WHAT IS BEING ASKED: Extract every line in the records that contains the word "white", and copy each one out unchanged.

[BEGIN RECORDS TO PROCESS]

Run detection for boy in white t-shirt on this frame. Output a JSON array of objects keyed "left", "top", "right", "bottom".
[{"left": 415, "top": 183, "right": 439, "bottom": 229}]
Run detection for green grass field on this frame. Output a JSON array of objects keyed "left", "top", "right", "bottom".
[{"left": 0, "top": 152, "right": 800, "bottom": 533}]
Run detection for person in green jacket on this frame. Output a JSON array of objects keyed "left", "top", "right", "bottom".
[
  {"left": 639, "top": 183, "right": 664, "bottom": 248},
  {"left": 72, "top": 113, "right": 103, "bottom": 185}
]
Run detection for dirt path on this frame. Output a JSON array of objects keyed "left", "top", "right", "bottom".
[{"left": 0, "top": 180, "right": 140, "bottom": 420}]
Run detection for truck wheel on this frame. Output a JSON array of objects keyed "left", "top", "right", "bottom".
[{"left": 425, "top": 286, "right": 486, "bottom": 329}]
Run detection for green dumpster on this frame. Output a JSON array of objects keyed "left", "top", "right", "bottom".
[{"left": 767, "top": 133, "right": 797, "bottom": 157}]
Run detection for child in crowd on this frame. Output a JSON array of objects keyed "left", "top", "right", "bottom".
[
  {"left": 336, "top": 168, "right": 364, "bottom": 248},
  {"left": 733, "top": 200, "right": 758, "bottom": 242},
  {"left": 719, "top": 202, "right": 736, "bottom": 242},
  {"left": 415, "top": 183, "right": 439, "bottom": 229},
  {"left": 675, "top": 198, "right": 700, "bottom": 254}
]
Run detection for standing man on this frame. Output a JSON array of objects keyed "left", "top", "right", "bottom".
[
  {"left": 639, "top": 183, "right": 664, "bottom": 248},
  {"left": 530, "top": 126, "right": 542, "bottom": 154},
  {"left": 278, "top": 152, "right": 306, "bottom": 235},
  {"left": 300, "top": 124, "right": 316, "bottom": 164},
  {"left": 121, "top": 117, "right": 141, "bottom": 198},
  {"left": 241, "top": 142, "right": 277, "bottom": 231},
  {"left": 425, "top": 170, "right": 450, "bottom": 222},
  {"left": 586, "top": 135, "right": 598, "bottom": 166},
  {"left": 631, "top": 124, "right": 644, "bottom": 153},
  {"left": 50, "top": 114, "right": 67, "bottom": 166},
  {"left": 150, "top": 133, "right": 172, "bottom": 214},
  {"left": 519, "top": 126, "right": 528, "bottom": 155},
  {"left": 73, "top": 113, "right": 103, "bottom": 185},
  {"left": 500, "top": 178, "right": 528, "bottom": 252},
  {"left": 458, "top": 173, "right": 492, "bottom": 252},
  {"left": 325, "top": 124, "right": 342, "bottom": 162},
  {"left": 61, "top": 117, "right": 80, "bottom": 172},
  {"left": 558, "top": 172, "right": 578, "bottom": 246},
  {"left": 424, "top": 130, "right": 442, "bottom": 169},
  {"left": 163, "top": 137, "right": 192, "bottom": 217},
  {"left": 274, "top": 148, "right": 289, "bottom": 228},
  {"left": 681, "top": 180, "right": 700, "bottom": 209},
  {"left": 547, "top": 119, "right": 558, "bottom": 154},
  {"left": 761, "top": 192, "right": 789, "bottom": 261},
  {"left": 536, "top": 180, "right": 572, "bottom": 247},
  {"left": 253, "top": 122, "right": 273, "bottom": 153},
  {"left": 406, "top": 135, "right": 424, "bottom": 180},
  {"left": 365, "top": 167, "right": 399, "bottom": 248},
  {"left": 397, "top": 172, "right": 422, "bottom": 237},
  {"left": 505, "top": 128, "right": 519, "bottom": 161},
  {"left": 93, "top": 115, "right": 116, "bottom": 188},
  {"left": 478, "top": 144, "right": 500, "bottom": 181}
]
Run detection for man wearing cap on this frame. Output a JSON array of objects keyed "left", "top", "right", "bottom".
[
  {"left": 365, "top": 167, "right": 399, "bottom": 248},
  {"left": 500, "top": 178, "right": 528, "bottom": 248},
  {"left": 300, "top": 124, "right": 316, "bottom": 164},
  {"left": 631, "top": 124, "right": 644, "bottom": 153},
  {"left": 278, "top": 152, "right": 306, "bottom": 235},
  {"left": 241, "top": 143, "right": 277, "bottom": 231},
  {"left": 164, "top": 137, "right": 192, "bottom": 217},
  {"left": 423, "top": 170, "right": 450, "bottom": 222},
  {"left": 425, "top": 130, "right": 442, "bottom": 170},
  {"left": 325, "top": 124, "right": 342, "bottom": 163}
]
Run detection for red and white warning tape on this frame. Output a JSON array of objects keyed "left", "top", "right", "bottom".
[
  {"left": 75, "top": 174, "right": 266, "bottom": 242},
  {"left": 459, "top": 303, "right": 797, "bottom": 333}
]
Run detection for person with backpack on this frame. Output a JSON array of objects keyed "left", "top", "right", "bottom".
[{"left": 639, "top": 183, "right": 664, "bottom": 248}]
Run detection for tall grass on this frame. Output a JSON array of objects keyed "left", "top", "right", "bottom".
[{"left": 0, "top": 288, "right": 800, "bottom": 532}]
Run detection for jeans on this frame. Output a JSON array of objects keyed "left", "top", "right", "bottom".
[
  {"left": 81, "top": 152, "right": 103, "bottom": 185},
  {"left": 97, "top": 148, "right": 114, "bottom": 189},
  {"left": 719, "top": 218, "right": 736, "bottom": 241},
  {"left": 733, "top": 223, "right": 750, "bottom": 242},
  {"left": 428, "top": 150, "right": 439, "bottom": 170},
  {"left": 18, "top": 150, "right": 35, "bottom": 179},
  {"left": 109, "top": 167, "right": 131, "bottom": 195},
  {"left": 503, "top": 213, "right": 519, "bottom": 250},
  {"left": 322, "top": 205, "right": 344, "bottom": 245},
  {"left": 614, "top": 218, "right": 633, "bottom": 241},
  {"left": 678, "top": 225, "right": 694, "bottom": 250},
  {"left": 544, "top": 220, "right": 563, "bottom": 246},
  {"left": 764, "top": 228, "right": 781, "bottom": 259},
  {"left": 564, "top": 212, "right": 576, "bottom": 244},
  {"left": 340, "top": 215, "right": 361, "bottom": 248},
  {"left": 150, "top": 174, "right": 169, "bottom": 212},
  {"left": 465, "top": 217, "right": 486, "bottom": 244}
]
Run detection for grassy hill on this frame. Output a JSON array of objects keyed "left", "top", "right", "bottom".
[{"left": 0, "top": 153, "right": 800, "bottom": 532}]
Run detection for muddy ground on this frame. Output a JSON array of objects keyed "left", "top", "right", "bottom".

[END RECORDS TO PROCESS]

TASK RESPONSE:
Run detection for boy in white t-shirt on this frame. Output a JSON array of objects keyed "left", "top", "right", "bottom".
Run detection for red and white warning tape on this frame. Output a JSON array of objects keyed "left", "top", "right", "bottom".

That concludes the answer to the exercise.